== Text provided ==
Alibaba’s Latest Acquisition Continues a Three-Way Battle With Baidu and Tencent

The e-commerce giant is adding app stores to the long list of markets where it competes with China's two other Internet leaders.
By Eric Jhonsa ,

Though their core businesses and biggest competitive strengths are quite different, Alibaba (BABA) - Get Report, Baidu (BIDU) - Get Reportand Tencent are now locked in an intense three-way battle for Chinese Internet leadership that encompasses dozens of services, platforms, and markets. E-commerce, online video, online travel, maps/location services, payments, games, web browsers and online-to-offline (O2O) commerce are some of the fields in which the companies -- either directly or with the help of partners -- are squaring off.

Thus, it's logical that Alibaba would turn to M&A to expand into a market -- Android app stores -- in which Baidu and Tencent have leading positions, but in which Alibaba has been absent to date.

== What the task requires ==
Could you reproduce everything from "By Eric Jhonsa" down to "are squaring off." in the Alibaba article above, word for word?

== Source data ==
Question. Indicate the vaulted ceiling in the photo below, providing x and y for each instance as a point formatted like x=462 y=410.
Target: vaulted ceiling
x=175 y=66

== Solution to this exercise ==
By Eric Jhonsa ,

Though their core businesses and biggest competitive strengths are quite different, Alibaba (BABA) - Get Report, Baidu (BIDU) - Get Reportand Tencent are now locked in an intense three-way battle for Chinese Internet leadership that encompasses dozens of services, platforms, and markets. E-commerce, online video, online travel, maps/location services, payments, games, web browsers and online-to-offline (O2O) commerce are some of the fields in which the companies -- either directly or with the help of partners -- are squaring off.